Direction
Output exactly, please, the lines of the records below from the one containing "task: outline the white bus" through the final line.

Named region outline records
>>>>>
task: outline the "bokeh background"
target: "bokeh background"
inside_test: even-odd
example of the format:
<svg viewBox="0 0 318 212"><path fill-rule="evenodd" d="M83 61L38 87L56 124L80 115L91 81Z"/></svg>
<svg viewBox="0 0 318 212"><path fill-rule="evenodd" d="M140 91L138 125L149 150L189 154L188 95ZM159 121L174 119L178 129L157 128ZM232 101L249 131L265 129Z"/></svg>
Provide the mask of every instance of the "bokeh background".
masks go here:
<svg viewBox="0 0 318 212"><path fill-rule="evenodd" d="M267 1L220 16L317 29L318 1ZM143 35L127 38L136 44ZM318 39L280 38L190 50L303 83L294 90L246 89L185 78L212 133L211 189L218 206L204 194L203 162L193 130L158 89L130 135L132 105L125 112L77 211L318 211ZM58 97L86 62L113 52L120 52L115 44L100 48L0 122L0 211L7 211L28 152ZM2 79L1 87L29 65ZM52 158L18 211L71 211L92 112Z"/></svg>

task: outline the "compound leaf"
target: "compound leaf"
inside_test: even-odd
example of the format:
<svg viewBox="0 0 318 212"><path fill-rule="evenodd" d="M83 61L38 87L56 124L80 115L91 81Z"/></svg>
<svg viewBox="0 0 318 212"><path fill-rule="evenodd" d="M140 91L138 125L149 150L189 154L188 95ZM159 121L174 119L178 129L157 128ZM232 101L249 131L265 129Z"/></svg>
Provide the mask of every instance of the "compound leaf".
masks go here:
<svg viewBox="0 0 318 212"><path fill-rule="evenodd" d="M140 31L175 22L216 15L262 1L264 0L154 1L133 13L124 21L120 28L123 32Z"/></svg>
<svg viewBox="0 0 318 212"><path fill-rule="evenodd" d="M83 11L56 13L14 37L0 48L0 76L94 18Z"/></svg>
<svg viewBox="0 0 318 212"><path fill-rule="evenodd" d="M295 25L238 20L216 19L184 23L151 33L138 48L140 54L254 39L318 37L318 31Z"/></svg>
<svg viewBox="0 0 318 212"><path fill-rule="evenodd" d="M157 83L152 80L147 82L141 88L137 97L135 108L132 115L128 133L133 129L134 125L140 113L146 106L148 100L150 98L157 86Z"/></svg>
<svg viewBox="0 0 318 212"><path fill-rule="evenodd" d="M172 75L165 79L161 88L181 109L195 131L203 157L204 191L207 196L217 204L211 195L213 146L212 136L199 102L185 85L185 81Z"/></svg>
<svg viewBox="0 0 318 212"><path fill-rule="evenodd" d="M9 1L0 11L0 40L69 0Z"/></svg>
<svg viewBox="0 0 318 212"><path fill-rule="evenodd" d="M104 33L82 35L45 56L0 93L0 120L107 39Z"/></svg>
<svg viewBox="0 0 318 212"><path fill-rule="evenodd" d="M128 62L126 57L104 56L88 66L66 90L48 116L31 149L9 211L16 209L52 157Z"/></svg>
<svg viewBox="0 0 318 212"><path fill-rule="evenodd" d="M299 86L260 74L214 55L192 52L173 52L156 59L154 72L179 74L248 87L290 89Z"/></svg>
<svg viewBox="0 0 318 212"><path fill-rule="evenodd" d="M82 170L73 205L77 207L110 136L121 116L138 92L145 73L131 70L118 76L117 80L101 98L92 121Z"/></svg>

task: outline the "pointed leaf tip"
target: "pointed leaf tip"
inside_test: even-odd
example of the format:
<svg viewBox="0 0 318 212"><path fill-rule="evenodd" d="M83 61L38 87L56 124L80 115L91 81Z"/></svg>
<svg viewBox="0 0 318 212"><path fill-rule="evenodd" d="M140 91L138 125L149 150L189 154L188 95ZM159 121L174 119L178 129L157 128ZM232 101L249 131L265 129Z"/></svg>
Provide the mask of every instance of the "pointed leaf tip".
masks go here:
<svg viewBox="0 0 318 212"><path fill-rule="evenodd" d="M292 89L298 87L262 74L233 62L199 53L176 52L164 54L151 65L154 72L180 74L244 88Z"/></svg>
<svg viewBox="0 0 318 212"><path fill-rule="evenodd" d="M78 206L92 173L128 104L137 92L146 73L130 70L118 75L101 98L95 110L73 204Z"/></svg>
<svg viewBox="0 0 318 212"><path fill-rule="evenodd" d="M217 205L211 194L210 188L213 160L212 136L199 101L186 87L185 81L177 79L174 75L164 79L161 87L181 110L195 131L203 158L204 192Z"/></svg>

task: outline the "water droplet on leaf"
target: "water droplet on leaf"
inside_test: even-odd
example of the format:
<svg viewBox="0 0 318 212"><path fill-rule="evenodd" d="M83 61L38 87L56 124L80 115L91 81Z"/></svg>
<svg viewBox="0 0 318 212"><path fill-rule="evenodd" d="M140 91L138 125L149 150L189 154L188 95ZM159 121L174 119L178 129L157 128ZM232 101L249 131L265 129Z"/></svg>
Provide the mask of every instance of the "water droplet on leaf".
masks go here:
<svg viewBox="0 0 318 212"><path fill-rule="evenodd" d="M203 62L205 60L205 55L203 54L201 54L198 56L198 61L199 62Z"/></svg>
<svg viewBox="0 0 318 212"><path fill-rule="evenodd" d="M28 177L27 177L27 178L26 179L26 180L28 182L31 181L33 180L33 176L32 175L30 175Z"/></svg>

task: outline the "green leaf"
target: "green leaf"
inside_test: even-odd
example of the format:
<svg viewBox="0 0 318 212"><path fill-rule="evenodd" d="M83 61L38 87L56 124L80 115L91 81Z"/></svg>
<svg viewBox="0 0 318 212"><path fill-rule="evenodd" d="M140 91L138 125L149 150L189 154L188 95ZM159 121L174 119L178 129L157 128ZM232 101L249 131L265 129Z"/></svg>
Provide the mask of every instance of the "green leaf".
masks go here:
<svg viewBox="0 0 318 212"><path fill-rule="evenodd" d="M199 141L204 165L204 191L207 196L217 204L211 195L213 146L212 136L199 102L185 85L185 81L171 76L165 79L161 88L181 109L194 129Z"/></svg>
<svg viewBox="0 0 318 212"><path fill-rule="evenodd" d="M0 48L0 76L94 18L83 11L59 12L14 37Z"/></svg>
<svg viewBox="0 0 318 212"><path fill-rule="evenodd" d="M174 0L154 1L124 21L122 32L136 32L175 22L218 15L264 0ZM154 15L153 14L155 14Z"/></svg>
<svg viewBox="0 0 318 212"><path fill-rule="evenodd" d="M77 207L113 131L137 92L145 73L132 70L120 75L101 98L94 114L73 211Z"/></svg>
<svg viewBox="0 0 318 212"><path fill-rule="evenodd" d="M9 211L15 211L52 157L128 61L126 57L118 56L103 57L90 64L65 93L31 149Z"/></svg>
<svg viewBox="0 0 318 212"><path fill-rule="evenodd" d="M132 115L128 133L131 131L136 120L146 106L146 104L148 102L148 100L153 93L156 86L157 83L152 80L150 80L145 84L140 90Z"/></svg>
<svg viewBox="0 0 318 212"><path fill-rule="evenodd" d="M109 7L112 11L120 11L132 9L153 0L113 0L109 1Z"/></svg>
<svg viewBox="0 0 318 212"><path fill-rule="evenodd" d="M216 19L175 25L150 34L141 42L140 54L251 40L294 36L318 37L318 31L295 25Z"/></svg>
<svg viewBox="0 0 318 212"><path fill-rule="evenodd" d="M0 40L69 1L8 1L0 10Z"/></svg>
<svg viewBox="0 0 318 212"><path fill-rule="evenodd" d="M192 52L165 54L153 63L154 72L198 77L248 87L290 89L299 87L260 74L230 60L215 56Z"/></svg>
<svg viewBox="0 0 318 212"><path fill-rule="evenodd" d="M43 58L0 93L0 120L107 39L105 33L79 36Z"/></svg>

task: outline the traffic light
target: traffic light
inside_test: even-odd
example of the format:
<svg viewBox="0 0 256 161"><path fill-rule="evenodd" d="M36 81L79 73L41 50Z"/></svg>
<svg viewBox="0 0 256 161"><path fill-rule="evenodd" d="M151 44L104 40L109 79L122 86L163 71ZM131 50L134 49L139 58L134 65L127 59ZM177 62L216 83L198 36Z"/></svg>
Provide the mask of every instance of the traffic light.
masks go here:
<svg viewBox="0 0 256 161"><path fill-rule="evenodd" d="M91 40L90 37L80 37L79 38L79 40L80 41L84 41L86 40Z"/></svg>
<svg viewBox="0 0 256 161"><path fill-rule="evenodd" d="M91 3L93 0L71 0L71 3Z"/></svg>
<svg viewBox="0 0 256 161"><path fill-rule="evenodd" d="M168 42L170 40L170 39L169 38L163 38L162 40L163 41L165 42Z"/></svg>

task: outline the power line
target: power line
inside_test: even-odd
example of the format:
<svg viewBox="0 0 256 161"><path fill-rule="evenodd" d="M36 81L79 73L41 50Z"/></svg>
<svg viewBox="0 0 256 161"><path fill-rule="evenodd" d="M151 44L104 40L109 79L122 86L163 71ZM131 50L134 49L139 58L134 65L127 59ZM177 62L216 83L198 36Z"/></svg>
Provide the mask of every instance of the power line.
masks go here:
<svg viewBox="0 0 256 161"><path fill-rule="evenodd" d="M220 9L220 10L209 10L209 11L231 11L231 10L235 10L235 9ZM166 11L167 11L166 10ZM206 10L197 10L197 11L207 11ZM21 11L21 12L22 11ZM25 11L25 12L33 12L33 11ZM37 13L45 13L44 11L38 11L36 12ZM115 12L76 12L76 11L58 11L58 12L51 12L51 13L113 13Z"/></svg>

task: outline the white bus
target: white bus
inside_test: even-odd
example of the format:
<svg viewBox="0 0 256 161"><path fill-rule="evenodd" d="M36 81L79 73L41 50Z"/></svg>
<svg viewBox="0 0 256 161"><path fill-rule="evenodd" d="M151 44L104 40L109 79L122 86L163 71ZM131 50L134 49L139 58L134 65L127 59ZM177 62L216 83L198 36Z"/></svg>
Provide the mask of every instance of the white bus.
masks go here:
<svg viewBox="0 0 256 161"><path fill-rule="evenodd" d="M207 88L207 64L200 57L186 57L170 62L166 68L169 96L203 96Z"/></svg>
<<<<<
Response to the exercise
task: outline the white bus
target: white bus
inside_test: even-odd
example of the format:
<svg viewBox="0 0 256 161"><path fill-rule="evenodd" d="M36 81L79 73L41 50Z"/></svg>
<svg viewBox="0 0 256 161"><path fill-rule="evenodd" d="M151 44L104 40L109 79L122 86L163 71ZM131 50L134 49L139 58L134 65L127 59ZM177 62L216 83L198 36Z"/></svg>
Provide the mask of every instance of the white bus.
masks go here:
<svg viewBox="0 0 256 161"><path fill-rule="evenodd" d="M207 88L207 64L200 57L186 57L170 62L166 68L169 96L203 96Z"/></svg>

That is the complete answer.